··· Source extract ···

Wed. Apr 24th, 2024

HERD ABOUT IT?

by Ana Grarian

How do you decide good/bad for your community?

Community is family. Your household family is one type of community. It may be made up of folks who are related or simply of people who have chosen to reside together for one reason or another. It is part of a larger community of neighbors and friends. You have a community of co-workers or school mates. You are a member of still larger more diverse communities, whether they are familial, collegiate, or professional.

We tend to be most concerned about the welfare of the community that we consider to be household family. Because they have our deepest affections? And perhaps this is also because what affects them most directly affects us. With more time and skill I would investigate the connections between those word derivations.

··· The data ···

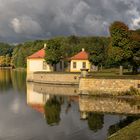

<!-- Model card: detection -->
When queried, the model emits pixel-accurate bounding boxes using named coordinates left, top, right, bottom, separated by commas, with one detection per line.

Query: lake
left=0, top=69, right=140, bottom=140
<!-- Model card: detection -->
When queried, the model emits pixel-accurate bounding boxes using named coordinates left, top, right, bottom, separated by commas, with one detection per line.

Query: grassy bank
left=107, top=120, right=140, bottom=140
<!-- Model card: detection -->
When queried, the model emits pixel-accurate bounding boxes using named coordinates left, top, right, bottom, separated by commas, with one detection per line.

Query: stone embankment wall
left=33, top=72, right=80, bottom=85
left=79, top=78, right=140, bottom=95
left=79, top=97, right=140, bottom=115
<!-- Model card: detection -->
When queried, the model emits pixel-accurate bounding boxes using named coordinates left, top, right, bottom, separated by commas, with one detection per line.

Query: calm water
left=0, top=70, right=140, bottom=140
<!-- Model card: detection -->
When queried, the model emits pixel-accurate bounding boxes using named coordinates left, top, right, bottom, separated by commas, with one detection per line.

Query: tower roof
left=71, top=49, right=89, bottom=60
left=28, top=48, right=45, bottom=59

···

▶ Assigned task:
Reproduce the passage of the piece on community starting at "HERD ABOUT IT?" and ending at "collegiate, or professional.".

▶ Response area:
HERD ABOUT IT?

by Ana Grarian

How do you decide good/bad for your community?

Community is family. Your household family is one type of community. It may be made up of folks who are related or simply of people who have chosen to reside together for one reason or another. It is part of a larger community of neighbors and friends. You have a community of co-workers or school mates. You are a member of still larger more diverse communities, whether they are familial, collegiate, or professional.